::: Information supplied :::
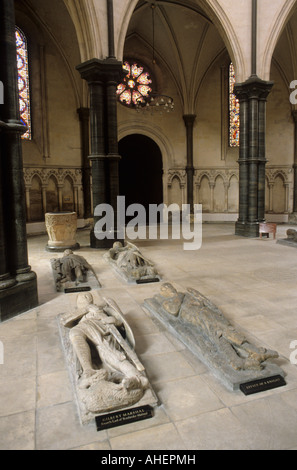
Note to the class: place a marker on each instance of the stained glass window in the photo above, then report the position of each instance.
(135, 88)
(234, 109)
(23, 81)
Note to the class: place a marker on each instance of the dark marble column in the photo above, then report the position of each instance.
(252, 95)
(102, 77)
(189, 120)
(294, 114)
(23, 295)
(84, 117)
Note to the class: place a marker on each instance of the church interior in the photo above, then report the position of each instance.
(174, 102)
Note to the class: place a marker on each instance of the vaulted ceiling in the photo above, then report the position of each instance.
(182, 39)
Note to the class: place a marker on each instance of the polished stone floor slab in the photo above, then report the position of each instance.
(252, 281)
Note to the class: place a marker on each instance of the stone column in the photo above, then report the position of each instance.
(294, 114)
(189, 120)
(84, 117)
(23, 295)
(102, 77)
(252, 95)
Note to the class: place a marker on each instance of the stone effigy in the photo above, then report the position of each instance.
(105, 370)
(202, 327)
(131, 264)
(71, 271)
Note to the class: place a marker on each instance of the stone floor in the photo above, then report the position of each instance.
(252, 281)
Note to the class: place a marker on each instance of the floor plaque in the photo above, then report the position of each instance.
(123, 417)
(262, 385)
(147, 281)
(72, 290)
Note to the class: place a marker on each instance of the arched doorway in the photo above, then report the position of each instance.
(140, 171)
:::
::: Information supplied :::
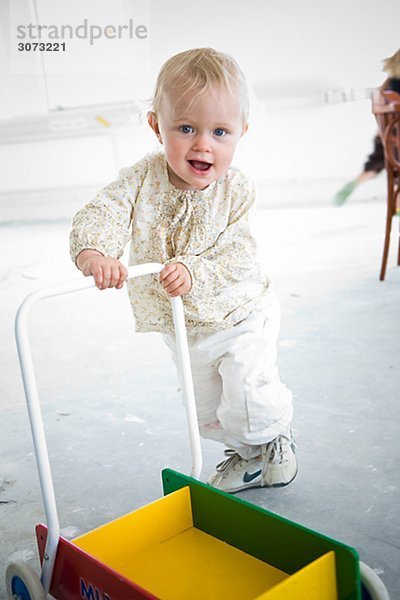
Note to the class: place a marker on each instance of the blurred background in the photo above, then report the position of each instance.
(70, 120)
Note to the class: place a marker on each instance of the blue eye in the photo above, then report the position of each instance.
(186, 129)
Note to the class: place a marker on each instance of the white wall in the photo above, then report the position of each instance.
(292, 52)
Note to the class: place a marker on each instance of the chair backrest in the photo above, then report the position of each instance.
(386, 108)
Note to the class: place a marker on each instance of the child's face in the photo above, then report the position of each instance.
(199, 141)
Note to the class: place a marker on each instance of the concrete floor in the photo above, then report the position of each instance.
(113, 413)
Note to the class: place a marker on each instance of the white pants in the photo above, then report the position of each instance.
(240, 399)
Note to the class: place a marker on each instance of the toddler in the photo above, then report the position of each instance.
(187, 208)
:::
§ Exercise brief
Determine how many lines of the records contain the word "white", and give only that number.

§ Response to the exercise
2